**Items from a dataset**
■ ■ ■ ■ ■

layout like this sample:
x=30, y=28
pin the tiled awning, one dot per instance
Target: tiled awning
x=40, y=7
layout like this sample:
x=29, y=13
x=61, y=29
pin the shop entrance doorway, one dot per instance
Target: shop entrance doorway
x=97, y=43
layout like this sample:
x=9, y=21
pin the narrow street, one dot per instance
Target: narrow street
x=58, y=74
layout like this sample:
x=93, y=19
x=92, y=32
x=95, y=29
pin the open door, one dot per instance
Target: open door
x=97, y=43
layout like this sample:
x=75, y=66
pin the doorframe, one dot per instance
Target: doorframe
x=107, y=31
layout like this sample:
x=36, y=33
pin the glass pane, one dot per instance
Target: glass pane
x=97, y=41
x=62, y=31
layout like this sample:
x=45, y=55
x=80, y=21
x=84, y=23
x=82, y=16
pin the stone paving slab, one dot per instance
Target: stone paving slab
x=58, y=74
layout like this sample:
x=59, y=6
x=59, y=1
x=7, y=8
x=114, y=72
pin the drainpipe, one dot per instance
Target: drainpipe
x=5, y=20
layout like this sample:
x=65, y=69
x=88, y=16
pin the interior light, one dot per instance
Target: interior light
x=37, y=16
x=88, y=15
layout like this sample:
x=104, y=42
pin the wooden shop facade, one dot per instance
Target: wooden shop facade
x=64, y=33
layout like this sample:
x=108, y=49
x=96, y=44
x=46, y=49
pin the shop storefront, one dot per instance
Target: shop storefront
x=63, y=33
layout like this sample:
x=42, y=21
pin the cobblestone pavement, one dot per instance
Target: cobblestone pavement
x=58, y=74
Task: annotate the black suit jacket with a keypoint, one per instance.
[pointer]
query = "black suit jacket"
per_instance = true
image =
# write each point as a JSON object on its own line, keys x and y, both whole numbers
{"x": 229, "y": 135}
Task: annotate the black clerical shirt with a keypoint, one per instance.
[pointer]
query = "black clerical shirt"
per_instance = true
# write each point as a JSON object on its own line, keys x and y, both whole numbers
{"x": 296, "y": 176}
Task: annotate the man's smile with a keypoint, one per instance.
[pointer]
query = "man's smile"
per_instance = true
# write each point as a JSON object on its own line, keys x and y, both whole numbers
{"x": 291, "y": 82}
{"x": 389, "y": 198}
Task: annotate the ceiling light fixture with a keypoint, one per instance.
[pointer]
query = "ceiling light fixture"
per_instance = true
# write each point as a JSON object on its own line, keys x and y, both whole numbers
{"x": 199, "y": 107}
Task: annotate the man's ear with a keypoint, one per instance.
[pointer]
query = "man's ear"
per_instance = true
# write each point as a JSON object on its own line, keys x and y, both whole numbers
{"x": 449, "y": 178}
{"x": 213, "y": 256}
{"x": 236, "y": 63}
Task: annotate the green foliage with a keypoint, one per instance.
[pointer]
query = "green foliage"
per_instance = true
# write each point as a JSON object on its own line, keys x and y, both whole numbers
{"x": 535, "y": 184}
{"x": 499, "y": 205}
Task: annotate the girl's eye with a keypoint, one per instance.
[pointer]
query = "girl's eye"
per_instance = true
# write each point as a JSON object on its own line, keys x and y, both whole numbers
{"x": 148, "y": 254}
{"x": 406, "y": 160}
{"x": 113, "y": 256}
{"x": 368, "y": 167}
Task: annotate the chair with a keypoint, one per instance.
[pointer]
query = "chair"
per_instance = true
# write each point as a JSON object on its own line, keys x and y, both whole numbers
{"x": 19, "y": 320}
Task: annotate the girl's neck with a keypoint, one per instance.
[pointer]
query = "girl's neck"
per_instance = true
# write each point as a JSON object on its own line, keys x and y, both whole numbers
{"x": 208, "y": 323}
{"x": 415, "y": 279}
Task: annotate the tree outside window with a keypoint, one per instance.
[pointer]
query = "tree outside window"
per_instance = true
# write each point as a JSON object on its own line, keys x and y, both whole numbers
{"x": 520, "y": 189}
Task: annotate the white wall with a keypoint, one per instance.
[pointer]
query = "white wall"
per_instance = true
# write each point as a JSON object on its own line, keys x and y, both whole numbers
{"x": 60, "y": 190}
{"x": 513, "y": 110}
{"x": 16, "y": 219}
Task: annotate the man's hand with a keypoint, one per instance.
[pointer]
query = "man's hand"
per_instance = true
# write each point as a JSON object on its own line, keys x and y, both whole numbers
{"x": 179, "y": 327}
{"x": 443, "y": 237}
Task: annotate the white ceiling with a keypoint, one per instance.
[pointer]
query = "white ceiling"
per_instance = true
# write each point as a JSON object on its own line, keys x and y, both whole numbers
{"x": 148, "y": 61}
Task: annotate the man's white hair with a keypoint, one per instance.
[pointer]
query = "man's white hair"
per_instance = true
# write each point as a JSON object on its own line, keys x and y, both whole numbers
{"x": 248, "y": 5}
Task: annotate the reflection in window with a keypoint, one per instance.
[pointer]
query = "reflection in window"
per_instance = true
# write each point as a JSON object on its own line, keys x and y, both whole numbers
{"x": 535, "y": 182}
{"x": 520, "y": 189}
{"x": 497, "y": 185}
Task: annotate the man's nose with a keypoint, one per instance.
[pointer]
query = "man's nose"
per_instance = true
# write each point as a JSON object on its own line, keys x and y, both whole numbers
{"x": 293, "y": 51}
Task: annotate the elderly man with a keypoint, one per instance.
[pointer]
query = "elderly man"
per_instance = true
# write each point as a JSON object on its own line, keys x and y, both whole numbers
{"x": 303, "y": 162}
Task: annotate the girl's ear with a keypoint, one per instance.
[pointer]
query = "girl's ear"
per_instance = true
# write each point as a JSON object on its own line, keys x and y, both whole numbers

■ ■ ■ ■ ■

Extract the full listing above without altering anything.

**WRITTEN RESPONSE**
layout like this sample:
x=30, y=28
pin the tiled awning, one dot per instance
Target: tiled awning
x=40, y=7
layout like this sample:
x=29, y=13
x=61, y=29
pin the shop entrance doorway, one dot per instance
Target: shop entrance doorway
x=97, y=43
layout like this sample:
x=9, y=21
pin the narrow street, one dot per instance
Target: narrow street
x=58, y=74
layout like this sample:
x=93, y=19
x=92, y=32
x=95, y=29
pin the open door, one dot per instance
Target: open door
x=97, y=43
layout like this sample:
x=75, y=66
pin the doorframe, one dot per instance
Target: doorframe
x=107, y=31
layout like this sample:
x=36, y=33
pin the glass pane, one dot per instance
Target: glass pane
x=97, y=41
x=62, y=31
layout like this sample:
x=45, y=55
x=80, y=21
x=84, y=23
x=82, y=16
pin the stone paving slab, one dot per instance
Target: stone paving slab
x=58, y=74
layout like this sample:
x=59, y=6
x=59, y=1
x=7, y=8
x=114, y=72
pin the drainpipe, one dot per instance
Target: drainpipe
x=5, y=20
layout like this sample:
x=65, y=69
x=88, y=16
pin the interior light, one dot per instance
Target: interior light
x=37, y=16
x=88, y=15
layout like this sample:
x=104, y=42
pin the wooden shop facade, one dot per instance
Target: wooden shop facade
x=64, y=33
layout like this sample:
x=108, y=49
x=96, y=44
x=46, y=49
pin the shop storefront, one dot per instance
Target: shop storefront
x=63, y=33
layout like this sample:
x=42, y=21
pin the cobblestone pavement, one dot per instance
Target: cobblestone pavement
x=58, y=74
Task: annotate the black suit jacket with a keypoint, one per instance.
[pointer]
query = "black suit jacket"
per_instance = true
image =
# write each point as a JSON object on its own line, keys x and y, both whole numbers
{"x": 229, "y": 135}
Task: annotate the black clerical shirt with a keypoint, one per instance.
[pointer]
query = "black clerical shirt"
per_instance = true
# write each point as a JSON object on its own line, keys x and y, both whole numbers
{"x": 296, "y": 176}
Task: annotate the man's smile with a keypoint, one per instance.
[pointer]
query = "man's smile"
per_instance = true
# write each point as a JSON object on its own line, keys x and y, both whole numbers
{"x": 291, "y": 82}
{"x": 389, "y": 198}
Task: annotate the ceiling light fixture with a keypoint, one per instance.
[pointer]
query = "ceiling light fixture"
per_instance = true
# write each point as a JSON object on its own line, keys x and y, both whole numbers
{"x": 199, "y": 107}
Task: annotate the man's ear with a keypoint, one per instance.
[pointer]
query = "man's ear"
per_instance = true
# write each point as a JSON object on its own line, keys x and y, both whole numbers
{"x": 449, "y": 178}
{"x": 213, "y": 256}
{"x": 236, "y": 63}
Task: annotate the green foliage with a keypoint, one per instance.
[pointer]
query = "green foliage"
per_instance = true
# write each point as a JSON object on its own line, keys x and y, both whole numbers
{"x": 535, "y": 184}
{"x": 499, "y": 205}
Task: annotate the girl's eye with a keypoint, one per instance.
[pointer]
query = "girl's eye"
per_instance = true
# write each point as a JSON object on its own line, keys x and y, both whole numbers
{"x": 148, "y": 254}
{"x": 406, "y": 160}
{"x": 113, "y": 256}
{"x": 368, "y": 167}
Task: annotate the chair with a keypoint, one per instance.
[pointer]
query = "chair"
per_instance = true
# write each point as a JSON object on its own line, keys x and y, both whole numbers
{"x": 19, "y": 320}
Task: annotate the girl's neck with a keypoint, one per instance.
[pointer]
query = "girl's neck"
per_instance = true
# write each point as a JSON object on its own line, keys x and y, both whole numbers
{"x": 208, "y": 323}
{"x": 415, "y": 279}
Task: annotate the tree outside window with a keypoint, one per instance.
[pointer]
query = "tree outside window"
per_instance = true
# write each point as a JSON object on its own line, keys x and y, both whole numbers
{"x": 520, "y": 189}
Task: annotate the white wall with a keypoint, one per instance.
[pointer]
query = "white wall"
per_instance = true
# write each point as a JSON object on its own line, keys x and y, both whole numbers
{"x": 60, "y": 190}
{"x": 513, "y": 110}
{"x": 16, "y": 219}
Task: annotate the man's hand with a keypoint, one per instance.
[pointer]
query = "man's hand"
per_instance = true
# write each point as a JSON object on its own line, keys x and y, both whole numbers
{"x": 179, "y": 327}
{"x": 443, "y": 237}
Task: annotate the white ceiling with a keypoint, one per instance.
[pointer]
query = "white ceiling"
per_instance = true
# write each point as a JSON object on its own line, keys x and y, both whole numbers
{"x": 148, "y": 61}
Task: annotate the man's white hair with a keypoint, one per instance.
[pointer]
query = "man's white hair"
per_instance = true
# write each point as a JSON object on its own line, keys x and y, both whole numbers
{"x": 248, "y": 5}
Task: annotate the reflection in window with a keypoint, one per instance.
[pointer]
query = "reflection in window"
per_instance = true
# write each point as a JSON object on its own line, keys x and y, both whole numbers
{"x": 535, "y": 182}
{"x": 520, "y": 189}
{"x": 497, "y": 185}
Task: annotate the man's nose with a keypoint, one per instance.
[pointer]
query = "man's nose"
per_instance = true
# write each point as a JSON object on its own line, keys x and y, both whole numbers
{"x": 293, "y": 51}
Task: annotate the elderly man with a keypoint, one per instance.
[pointer]
query = "elderly man"
per_instance = true
# write each point as a JSON object on its own line, keys x and y, both whole numbers
{"x": 303, "y": 162}
Task: annotate the girl's ear with a keypoint, one per instance.
[pointer]
query = "girl's ear"
per_instance = true
# write each point as a JSON object on its own line, keys x and y, both whole numbers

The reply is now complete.